Testo fornito:

····················

Il Ministero del Lavoro e delle Politiche Sociali (MLPS) con la Nota n. 10376, del 20 settembre, è intervenuto su alcuni dubbi interpretativi ai fini dell’iscrizione al RUNTS del “ramo ETS” dell’ ente religioso civilmente riconosciuto (leggi anche l'ebook Gli enti religiosi nel Terzo settore: aspetti civilistici, contabili e fiscali).
In particolare, gli enti religiosi che adottano un regolamento, limitatamente alle attività assoggettate al regime del Codice del Terzo Settore, che prevedono la costituzione di un ramo per il complesso dei beni destinati al loro svolgimento, dovranno fare assumere al ramo medesimo la stessa denominazione dell'Ente religioso, accompagnata dall'acronimo ETS. Ciò è significativamente previsto:
- dai modelli di regolamento predisposti a cura della CEI (Conferenza episcopale italiana), e
- dal Codice del Terzo Settore, volto ad assicurare l'univocità delle informazioni rese a terzi e la piena trasparenza degli assetti degli enti assoggettati alle regole in materia di Terzo settore.

····················

Consegna: Riscrivi il passo del testo sugli enti religiosi nel Terzo settore partendo dalle parole "Il Ministero del" e fermandoti dopo "contabili e fiscali).". Nel farlo, sostituisci "Ministero" con "Dicastero".

····················

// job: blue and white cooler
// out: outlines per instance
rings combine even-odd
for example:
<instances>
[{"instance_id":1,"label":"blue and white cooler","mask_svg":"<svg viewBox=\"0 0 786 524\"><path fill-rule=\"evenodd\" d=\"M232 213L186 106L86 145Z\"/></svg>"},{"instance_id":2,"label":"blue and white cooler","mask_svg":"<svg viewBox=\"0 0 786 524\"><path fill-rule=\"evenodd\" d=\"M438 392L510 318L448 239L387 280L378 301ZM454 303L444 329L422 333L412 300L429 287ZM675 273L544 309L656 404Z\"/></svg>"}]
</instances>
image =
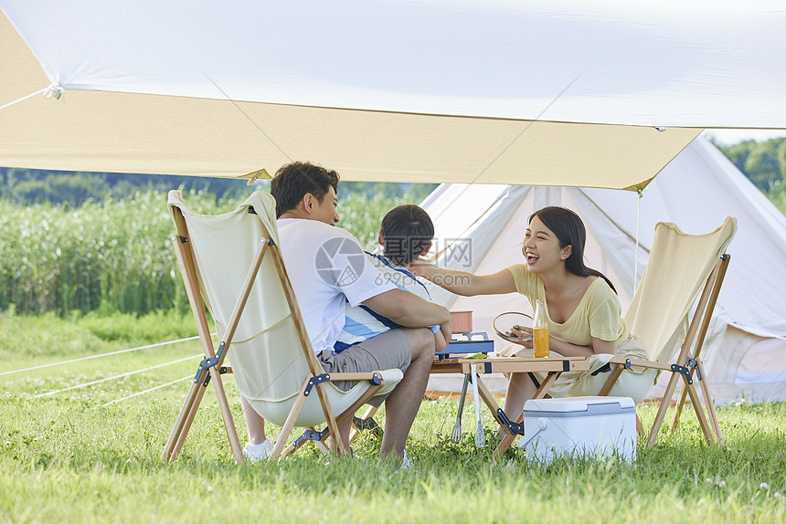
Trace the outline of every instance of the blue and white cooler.
<instances>
[{"instance_id":1,"label":"blue and white cooler","mask_svg":"<svg viewBox=\"0 0 786 524\"><path fill-rule=\"evenodd\" d=\"M630 397L528 400L518 446L529 460L557 456L636 458L636 406Z\"/></svg>"}]
</instances>

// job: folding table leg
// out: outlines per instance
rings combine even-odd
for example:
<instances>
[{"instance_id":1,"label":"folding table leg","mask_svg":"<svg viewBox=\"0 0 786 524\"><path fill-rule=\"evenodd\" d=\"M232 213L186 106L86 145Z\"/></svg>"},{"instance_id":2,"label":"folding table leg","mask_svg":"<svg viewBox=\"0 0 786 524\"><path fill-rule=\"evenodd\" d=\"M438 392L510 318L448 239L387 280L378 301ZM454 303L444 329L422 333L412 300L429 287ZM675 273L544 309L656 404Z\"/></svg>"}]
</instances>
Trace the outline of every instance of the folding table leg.
<instances>
[{"instance_id":1,"label":"folding table leg","mask_svg":"<svg viewBox=\"0 0 786 524\"><path fill-rule=\"evenodd\" d=\"M535 392L533 395L533 400L541 399L546 396L548 393L548 388L551 387L551 384L554 383L554 381L557 380L557 377L559 376L559 373L549 373L543 383L540 384L540 387L537 388L537 391ZM480 382L480 381L479 381ZM521 424L524 421L524 413L522 412L515 419L515 424ZM505 452L507 451L507 448L510 447L510 445L513 444L513 441L515 440L517 435L511 435L508 433L507 428L503 425L503 431L505 435L502 437L502 442L499 443L499 445L496 446L493 457L502 456L505 455Z\"/></svg>"},{"instance_id":2,"label":"folding table leg","mask_svg":"<svg viewBox=\"0 0 786 524\"><path fill-rule=\"evenodd\" d=\"M642 419L639 418L639 414L636 414L636 433L639 436L647 436L647 432L644 431L644 426L642 425Z\"/></svg>"}]
</instances>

····················

Risultato:
Il Dicastero del Lavoro e delle Politiche Sociali (MLPS) con la Nota n. 10376, del 20 settembre, è intervenuto su alcuni dubbi interpretativi ai fini dell’iscrizione al RUNTS del “ramo ETS” dell’ ente religioso civilmente riconosciuto (leggi anche l'ebook Gli enti religiosi nel Terzo settore: aspetti civilistici, contabili e fiscali).